* **What needs to be done**: Write down each entry again, exactly as it reads.

##### Excerpted data #####

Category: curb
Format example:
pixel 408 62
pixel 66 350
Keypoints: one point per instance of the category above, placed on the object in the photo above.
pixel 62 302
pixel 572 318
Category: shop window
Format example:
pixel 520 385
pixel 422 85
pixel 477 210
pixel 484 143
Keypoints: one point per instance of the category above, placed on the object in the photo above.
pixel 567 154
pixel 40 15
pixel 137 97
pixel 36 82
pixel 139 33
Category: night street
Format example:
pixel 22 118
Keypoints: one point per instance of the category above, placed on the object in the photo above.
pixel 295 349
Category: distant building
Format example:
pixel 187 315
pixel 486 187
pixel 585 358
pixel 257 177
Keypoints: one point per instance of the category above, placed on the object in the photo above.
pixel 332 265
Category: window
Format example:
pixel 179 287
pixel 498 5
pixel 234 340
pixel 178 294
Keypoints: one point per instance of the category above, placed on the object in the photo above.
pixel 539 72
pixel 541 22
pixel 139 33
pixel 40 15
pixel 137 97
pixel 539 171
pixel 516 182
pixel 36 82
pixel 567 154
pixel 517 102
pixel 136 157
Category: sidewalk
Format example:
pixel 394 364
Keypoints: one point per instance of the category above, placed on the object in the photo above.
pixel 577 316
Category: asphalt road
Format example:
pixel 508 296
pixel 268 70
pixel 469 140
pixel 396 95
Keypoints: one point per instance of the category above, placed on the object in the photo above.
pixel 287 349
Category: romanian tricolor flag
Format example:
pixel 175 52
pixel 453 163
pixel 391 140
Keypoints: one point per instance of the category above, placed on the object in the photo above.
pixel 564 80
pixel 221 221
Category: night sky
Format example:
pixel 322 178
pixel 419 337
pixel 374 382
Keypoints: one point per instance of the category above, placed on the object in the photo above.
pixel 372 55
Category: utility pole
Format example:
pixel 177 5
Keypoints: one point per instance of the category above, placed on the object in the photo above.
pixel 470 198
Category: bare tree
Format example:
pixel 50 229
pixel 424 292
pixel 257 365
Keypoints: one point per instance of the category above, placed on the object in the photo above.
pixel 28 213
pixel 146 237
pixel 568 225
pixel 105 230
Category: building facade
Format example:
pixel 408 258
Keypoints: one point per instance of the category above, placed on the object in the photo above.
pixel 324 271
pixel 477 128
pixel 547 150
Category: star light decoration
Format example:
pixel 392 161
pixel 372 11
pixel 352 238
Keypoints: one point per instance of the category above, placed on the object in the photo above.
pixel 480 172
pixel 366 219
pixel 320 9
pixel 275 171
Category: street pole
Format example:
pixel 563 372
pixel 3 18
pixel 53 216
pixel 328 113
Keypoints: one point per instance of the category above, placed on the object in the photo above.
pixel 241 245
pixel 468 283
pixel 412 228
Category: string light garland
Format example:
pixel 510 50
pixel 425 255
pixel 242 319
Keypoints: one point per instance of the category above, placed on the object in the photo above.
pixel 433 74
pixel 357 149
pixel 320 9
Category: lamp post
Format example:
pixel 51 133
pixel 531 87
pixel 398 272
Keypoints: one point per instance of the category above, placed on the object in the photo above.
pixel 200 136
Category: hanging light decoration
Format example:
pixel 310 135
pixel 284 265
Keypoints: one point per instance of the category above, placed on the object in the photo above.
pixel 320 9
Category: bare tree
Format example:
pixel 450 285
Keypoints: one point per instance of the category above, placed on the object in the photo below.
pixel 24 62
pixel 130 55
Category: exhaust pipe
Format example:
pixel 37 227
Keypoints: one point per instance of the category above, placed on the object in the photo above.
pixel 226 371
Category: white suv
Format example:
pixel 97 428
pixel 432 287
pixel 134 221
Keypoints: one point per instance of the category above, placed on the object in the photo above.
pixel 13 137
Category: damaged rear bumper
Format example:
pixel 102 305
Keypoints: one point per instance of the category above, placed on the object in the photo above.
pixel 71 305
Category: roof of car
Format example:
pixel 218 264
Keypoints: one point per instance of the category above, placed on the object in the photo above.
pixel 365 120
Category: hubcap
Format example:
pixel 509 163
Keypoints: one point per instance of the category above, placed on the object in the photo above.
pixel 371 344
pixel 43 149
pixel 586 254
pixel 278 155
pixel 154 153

#####

* **Expected output**:
Category: curb
Format example:
pixel 408 62
pixel 66 350
Keypoints: one point per instance of the category above, placed on the object in the photo above.
pixel 62 302
pixel 572 318
Category: shop window
Format example:
pixel 520 385
pixel 422 85
pixel 477 210
pixel 484 143
Keypoints: one point per instance of the category above, placed on the object in the photo above.
pixel 567 154
pixel 40 15
pixel 137 97
pixel 36 82
pixel 139 33
Category: night street
Format example:
pixel 22 118
Keypoints: one point per instance of the category above, placed on the object in the photo above.
pixel 295 349
Category: distant building
Format example:
pixel 187 315
pixel 486 187
pixel 585 358
pixel 257 177
Keypoints: one point per instance of the category above, placed on the object in the photo above.
pixel 332 265
Category: window
Format example:
pixel 179 287
pixel 498 5
pixel 234 340
pixel 178 294
Keypoints: one point per instance of the category above, placed on the object in the photo above.
pixel 539 72
pixel 541 22
pixel 139 33
pixel 40 15
pixel 137 97
pixel 539 171
pixel 516 182
pixel 36 82
pixel 567 154
pixel 517 102
pixel 136 157
Category: sidewalk
Format example:
pixel 394 364
Keypoints: one point per instance of the category above, placed on the object in the photo above.
pixel 577 316
Category: asphalt road
Format example:
pixel 508 296
pixel 268 70
pixel 469 140
pixel 396 95
Keypoints: one point per instance of the category above, placed on the object in the photo above.
pixel 287 349
Category: romanian tricolor flag
Format example:
pixel 175 52
pixel 453 163
pixel 391 140
Keypoints: one point per instance of the category above, placed on the object in the photo above.
pixel 564 80
pixel 221 221
Category: night sky
Format example:
pixel 322 178
pixel 419 337
pixel 374 382
Keypoints: one point per instance of the category above, placed on the object in the photo above.
pixel 372 55
Category: utility pole
Format example:
pixel 177 5
Keypoints: one point per instance of the category above, placed on the object in the photo above.
pixel 470 198
Category: bare tree
Format example:
pixel 50 229
pixel 424 292
pixel 257 365
Keypoints: one point per instance of the category above, placed on the object in the photo above.
pixel 28 213
pixel 146 237
pixel 568 225
pixel 105 230
Category: building facade
Format example:
pixel 408 258
Keypoints: one point per instance of the category above, placed on the object in the photo above.
pixel 324 271
pixel 477 128
pixel 547 150
Category: star light decoration
Format example:
pixel 392 161
pixel 372 11
pixel 352 238
Keypoints: one point per instance of the category above, placed on the object in the photo above.
pixel 480 172
pixel 366 219
pixel 320 9
pixel 275 171
Category: street pole
Format example:
pixel 563 372
pixel 3 18
pixel 53 216
pixel 328 113
Keypoints: one point per instance of the category above, placed on the object in the photo above.
pixel 241 245
pixel 468 283
pixel 412 228
Category: string light garland
Format example:
pixel 510 50
pixel 425 255
pixel 242 319
Keypoints: one point per instance of the category above, placed on the object in the photo above.
pixel 433 74
pixel 357 149
pixel 320 9
Category: lamp post
Format example:
pixel 51 133
pixel 531 87
pixel 398 272
Keypoints: one point per instance of the category above, placed on the object in the photo above.
pixel 200 136
Category: hanging light decoration
Format example:
pixel 310 135
pixel 284 265
Keypoints: one point per instance of the category above, placed on the object in the photo above.
pixel 320 9
Category: bare tree
Format example:
pixel 450 285
Keypoints: one point per instance of the category above, placed on the object in the photo below.
pixel 24 62
pixel 130 55
Category: exhaust pipe
Format example:
pixel 37 227
Keypoints: one point per instance of the category above, placed on the object in the photo above.
pixel 226 371
Category: white suv
Format example:
pixel 97 428
pixel 432 287
pixel 134 221
Keypoints: one point per instance of the category above, placed on the object in the photo above.
pixel 13 137
Category: damaged rear bumper
Format example:
pixel 102 305
Keypoints: one point per instance of the category above, placed on the object in the photo above.
pixel 71 305
Category: roof of car
Format example:
pixel 218 264
Keypoints: one point per instance of the category above, placed on the object in the photo above.
pixel 365 120
Category: hubcap
Format example:
pixel 509 163
Keypoints: one point per instance of the category above, placed on the object in the photo above.
pixel 371 344
pixel 43 149
pixel 586 254
pixel 278 155
pixel 154 153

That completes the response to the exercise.